**Location identification records**
---*---

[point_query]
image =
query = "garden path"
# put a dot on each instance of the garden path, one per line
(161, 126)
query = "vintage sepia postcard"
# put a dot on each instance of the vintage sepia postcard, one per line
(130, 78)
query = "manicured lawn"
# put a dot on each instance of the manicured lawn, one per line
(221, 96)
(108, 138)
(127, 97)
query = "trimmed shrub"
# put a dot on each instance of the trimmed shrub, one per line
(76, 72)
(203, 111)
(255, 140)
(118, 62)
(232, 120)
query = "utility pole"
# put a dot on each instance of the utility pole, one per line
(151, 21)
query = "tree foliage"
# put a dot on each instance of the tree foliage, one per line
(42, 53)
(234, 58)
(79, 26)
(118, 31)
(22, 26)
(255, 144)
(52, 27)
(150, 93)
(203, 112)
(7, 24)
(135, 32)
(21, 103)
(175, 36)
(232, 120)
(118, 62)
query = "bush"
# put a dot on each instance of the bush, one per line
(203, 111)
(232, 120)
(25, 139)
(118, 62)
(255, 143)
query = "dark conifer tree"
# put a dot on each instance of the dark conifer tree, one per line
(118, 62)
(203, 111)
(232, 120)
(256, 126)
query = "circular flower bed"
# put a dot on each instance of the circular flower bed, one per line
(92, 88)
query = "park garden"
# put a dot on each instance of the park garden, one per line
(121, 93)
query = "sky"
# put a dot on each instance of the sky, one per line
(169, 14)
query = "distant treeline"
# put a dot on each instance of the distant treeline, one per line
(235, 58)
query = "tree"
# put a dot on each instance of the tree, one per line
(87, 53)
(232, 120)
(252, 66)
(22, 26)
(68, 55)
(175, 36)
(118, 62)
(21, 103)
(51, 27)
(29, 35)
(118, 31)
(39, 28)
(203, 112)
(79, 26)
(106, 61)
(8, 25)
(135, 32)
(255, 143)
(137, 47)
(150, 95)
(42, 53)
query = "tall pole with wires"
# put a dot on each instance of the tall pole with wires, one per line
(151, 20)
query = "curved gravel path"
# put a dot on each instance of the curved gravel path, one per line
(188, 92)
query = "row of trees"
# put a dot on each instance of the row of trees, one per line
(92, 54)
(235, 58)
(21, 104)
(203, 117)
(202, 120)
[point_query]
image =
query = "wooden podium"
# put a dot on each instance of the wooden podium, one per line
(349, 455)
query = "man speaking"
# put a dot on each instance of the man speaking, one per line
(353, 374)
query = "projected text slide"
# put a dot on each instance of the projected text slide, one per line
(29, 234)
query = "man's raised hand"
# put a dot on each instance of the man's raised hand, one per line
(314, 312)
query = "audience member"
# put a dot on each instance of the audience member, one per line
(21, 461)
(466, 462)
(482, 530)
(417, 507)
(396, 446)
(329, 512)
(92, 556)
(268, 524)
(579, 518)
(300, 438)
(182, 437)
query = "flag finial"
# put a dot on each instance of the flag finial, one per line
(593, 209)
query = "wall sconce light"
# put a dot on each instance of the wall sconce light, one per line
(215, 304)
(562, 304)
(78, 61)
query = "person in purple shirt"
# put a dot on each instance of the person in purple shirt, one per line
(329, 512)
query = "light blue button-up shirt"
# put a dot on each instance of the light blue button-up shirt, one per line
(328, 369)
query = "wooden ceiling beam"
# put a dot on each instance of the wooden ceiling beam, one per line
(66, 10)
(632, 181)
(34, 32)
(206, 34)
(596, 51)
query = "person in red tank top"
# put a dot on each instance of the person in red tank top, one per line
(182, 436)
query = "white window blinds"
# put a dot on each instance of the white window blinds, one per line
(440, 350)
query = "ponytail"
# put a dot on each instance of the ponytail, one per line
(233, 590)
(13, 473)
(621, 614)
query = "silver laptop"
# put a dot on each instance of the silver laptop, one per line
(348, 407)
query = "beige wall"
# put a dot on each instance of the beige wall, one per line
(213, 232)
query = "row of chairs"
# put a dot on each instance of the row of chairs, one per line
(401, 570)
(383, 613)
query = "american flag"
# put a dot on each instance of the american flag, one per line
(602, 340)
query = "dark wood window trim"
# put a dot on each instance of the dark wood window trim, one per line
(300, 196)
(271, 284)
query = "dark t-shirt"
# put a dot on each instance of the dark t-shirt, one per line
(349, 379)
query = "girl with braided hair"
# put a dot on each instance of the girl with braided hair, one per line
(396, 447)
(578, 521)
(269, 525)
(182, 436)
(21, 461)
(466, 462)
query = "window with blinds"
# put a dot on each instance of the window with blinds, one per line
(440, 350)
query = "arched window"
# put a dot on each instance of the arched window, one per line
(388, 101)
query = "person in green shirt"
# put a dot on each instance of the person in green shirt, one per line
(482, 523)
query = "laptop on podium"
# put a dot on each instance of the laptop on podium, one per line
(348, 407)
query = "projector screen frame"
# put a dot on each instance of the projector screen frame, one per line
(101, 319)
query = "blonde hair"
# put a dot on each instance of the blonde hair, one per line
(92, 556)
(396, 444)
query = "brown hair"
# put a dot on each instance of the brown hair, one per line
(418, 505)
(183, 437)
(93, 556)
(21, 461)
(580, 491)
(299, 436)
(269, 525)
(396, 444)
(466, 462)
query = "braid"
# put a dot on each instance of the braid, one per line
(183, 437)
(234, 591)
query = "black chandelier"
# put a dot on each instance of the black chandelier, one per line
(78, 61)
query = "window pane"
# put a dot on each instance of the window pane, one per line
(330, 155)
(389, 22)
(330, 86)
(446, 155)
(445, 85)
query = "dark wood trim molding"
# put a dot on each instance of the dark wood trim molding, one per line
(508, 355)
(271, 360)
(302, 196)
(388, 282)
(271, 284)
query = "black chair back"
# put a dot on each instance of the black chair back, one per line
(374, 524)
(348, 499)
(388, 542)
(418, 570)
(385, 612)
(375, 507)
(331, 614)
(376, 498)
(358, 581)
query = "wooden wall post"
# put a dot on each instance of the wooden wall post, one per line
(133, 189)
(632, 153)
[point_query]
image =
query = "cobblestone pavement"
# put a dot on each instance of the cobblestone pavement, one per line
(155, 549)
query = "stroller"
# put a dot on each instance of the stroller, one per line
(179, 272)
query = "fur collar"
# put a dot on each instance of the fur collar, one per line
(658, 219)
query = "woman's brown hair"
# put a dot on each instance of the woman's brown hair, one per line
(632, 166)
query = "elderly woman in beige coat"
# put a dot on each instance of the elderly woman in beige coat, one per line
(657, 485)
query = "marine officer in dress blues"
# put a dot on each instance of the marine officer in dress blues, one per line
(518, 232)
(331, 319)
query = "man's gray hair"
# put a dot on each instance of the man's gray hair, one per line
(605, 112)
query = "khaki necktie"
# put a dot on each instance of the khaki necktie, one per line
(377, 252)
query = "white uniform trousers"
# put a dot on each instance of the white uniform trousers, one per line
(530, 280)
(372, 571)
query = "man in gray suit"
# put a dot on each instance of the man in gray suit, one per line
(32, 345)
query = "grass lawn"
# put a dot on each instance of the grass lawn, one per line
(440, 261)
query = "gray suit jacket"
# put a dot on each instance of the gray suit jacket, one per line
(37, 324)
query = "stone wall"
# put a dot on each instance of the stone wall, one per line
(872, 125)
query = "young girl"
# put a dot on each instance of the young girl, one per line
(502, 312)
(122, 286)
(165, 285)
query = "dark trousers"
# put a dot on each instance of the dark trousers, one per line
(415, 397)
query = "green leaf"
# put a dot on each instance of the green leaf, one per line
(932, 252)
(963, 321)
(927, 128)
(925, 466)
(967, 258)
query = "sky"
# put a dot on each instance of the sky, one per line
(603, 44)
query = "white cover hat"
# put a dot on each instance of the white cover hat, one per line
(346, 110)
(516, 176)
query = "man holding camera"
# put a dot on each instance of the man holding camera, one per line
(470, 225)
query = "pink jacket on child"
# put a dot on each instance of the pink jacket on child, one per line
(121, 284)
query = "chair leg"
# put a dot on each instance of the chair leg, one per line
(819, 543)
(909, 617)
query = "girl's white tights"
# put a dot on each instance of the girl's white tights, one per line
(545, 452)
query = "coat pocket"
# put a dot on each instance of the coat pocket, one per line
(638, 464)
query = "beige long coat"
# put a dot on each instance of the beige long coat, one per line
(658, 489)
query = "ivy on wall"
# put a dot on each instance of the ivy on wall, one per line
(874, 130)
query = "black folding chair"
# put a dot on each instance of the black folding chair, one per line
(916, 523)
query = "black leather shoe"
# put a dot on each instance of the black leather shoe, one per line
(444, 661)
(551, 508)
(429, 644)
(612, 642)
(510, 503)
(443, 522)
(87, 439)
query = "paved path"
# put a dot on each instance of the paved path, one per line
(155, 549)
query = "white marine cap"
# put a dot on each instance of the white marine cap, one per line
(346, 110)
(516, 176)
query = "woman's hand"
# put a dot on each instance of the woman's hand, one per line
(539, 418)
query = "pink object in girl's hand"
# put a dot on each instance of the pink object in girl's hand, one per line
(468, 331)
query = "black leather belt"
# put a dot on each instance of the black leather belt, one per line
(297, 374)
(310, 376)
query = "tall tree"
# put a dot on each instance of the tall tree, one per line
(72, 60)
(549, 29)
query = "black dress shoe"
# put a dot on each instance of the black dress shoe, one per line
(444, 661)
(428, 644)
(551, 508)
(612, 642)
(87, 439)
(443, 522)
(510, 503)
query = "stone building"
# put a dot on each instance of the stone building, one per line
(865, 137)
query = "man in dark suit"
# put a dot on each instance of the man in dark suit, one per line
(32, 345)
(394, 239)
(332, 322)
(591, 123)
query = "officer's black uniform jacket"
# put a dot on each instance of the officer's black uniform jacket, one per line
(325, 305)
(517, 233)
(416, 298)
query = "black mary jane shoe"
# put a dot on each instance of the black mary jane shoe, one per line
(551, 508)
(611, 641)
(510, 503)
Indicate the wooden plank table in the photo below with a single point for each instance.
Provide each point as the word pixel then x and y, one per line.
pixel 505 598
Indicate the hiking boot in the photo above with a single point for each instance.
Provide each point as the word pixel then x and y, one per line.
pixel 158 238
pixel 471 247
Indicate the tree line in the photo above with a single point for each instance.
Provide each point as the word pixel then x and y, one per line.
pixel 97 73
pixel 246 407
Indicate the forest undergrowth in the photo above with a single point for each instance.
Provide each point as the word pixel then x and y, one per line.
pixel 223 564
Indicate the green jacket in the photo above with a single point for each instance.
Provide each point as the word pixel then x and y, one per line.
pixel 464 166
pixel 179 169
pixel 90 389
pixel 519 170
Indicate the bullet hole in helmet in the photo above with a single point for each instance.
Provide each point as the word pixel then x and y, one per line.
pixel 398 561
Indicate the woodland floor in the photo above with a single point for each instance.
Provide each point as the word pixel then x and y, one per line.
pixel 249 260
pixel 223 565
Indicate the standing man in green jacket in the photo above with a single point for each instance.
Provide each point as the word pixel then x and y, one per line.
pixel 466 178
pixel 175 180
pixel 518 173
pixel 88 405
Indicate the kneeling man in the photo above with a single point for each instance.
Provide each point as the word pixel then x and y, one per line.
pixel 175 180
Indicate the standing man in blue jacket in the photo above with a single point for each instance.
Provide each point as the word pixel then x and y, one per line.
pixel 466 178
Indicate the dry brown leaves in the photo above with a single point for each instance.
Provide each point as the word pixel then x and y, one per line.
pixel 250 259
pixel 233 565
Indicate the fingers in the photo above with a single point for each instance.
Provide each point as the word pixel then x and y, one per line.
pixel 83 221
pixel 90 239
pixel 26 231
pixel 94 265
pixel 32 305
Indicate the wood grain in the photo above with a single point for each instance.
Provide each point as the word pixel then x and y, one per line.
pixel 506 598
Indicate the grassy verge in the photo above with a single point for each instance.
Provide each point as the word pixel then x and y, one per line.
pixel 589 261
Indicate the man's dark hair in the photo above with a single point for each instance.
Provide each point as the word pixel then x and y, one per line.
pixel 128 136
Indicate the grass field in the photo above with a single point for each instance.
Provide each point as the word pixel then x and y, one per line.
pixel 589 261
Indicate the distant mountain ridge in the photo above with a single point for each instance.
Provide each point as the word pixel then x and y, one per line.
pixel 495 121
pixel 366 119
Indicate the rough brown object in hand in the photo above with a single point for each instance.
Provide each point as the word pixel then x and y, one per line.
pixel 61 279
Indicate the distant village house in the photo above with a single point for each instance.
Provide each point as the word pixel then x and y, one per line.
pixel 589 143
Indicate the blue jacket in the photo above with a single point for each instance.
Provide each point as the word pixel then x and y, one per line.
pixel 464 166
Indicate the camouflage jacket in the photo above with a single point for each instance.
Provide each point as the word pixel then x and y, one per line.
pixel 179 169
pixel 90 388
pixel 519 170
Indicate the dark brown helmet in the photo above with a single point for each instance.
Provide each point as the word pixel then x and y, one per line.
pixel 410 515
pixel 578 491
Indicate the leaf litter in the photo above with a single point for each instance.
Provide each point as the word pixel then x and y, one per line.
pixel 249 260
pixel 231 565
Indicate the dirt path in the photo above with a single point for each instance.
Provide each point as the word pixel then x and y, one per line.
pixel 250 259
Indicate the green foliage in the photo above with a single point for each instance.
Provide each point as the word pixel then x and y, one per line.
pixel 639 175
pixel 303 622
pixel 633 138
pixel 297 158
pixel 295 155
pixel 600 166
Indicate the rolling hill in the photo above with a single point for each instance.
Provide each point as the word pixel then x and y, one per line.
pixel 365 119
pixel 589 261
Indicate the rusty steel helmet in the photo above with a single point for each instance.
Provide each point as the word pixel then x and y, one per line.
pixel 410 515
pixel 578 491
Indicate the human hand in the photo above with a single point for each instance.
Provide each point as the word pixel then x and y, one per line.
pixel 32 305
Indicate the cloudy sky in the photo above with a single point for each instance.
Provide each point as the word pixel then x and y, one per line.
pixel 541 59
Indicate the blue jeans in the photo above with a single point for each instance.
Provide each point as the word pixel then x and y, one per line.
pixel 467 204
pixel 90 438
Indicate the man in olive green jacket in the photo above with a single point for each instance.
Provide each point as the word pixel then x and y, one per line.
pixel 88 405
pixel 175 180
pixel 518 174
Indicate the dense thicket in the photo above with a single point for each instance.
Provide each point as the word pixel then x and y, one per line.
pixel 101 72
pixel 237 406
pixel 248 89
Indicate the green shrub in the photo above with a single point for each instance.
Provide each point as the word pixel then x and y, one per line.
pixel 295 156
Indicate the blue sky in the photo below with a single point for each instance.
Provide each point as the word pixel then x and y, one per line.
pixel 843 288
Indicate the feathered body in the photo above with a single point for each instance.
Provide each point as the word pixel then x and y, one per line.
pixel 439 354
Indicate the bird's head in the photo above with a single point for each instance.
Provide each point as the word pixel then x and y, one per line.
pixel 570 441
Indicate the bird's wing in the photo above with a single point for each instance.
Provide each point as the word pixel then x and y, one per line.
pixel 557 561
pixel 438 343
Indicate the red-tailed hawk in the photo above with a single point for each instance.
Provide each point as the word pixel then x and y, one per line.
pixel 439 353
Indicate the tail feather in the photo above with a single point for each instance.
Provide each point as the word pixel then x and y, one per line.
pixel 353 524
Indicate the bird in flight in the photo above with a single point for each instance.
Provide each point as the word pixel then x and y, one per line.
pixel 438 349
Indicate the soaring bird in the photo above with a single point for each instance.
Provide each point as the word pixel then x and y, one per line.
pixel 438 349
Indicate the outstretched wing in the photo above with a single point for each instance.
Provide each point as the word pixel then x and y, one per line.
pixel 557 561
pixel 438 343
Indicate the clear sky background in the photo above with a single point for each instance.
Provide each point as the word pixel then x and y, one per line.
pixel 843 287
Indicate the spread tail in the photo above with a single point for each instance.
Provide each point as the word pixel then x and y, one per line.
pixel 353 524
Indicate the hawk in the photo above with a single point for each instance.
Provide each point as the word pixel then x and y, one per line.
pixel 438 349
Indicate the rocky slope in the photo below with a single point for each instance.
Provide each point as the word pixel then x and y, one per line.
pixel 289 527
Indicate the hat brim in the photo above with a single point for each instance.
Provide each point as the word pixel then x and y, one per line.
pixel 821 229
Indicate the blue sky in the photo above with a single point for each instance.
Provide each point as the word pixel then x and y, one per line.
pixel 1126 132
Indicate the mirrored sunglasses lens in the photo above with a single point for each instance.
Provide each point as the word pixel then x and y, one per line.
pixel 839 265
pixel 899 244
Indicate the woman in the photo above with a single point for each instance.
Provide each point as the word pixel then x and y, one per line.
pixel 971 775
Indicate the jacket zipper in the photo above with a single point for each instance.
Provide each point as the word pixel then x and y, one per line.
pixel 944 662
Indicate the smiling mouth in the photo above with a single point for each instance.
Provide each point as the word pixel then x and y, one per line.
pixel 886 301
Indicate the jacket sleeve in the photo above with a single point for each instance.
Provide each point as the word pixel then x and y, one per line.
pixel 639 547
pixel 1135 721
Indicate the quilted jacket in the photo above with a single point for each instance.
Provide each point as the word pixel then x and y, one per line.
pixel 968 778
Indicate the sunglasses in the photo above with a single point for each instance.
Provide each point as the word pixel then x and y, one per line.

---*---

**YOUR INSTRUCTIONS**
Duplicate, without any change, the stretch of the records above from the line containing "Indicate the man in" through the line containing "pixel 518 174", with both of those lines included.

**ANSWER TO THE EXERCISE**
Indicate the man in olive green jacket in the photo above with a single point for each instance.
Provide each point as the word pixel then x and y, one per line.
pixel 88 405
pixel 175 180
pixel 518 174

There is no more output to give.